----- DATA FOR PROCESSING
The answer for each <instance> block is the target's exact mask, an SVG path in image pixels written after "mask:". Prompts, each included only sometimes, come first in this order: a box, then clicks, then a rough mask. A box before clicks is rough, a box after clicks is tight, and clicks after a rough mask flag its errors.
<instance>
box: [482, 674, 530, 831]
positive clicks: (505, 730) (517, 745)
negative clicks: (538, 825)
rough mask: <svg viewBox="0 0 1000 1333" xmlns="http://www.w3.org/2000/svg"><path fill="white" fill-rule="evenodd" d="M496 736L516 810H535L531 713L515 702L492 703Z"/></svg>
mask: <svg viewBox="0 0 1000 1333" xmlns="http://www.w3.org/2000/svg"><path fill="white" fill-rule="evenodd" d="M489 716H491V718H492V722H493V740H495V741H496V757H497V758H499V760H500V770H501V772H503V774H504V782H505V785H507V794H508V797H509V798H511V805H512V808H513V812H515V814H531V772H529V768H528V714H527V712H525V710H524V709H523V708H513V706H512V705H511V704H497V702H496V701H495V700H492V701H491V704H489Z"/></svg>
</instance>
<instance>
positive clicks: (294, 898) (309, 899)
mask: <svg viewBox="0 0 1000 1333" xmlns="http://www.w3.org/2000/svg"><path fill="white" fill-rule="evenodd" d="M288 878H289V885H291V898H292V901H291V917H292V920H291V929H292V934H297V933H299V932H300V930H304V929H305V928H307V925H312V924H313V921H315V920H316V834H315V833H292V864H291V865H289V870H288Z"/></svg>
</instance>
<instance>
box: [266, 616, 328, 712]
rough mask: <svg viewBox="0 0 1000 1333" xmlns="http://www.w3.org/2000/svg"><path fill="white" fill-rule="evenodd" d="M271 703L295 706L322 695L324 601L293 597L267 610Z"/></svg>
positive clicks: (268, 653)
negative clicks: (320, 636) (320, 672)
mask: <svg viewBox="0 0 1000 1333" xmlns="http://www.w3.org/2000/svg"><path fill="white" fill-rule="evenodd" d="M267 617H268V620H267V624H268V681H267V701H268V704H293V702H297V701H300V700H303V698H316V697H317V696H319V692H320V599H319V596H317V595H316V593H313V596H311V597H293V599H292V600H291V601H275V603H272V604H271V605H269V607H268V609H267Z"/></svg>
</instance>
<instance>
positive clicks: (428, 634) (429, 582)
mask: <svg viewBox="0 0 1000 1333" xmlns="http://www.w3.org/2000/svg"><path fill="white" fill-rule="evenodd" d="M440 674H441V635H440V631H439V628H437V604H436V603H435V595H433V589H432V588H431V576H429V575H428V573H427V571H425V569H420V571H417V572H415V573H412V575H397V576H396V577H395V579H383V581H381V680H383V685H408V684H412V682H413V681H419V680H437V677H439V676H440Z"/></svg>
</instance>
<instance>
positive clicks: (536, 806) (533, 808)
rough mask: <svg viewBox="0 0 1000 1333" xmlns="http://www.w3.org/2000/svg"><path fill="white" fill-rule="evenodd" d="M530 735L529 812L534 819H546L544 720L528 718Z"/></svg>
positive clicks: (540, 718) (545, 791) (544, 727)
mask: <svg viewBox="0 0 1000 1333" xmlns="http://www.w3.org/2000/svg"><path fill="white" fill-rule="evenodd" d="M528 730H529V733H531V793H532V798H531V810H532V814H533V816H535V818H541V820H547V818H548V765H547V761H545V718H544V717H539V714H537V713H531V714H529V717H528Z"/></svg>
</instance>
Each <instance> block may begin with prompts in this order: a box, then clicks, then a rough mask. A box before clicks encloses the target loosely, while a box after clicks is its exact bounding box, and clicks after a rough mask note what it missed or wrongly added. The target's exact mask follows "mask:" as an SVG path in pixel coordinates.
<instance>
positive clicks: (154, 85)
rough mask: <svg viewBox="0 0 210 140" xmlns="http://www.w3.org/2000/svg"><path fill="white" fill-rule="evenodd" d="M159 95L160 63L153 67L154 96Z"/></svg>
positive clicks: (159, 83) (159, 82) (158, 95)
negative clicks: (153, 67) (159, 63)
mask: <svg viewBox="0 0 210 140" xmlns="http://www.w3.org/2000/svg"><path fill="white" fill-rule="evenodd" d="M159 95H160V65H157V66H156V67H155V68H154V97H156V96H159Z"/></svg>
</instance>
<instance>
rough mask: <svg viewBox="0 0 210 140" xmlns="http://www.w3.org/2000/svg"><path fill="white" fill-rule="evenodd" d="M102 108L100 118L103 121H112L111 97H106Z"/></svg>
----------
YOUR TASK: Please rewrite the listing from the line containing "negative clicks: (153, 67) (159, 63)" through its end, putting "coarse mask" in place of "rough mask" and leaving everything else unchanged.

PROBLEM SOLUTION:
negative clicks: (153, 67) (159, 63)
mask: <svg viewBox="0 0 210 140" xmlns="http://www.w3.org/2000/svg"><path fill="white" fill-rule="evenodd" d="M159 95H160V65H157V66H156V67H155V68H154V97H156V96H159Z"/></svg>
</instance>
<instance>
coarse mask: <svg viewBox="0 0 210 140" xmlns="http://www.w3.org/2000/svg"><path fill="white" fill-rule="evenodd" d="M102 108L100 118L103 121H112L111 97H106Z"/></svg>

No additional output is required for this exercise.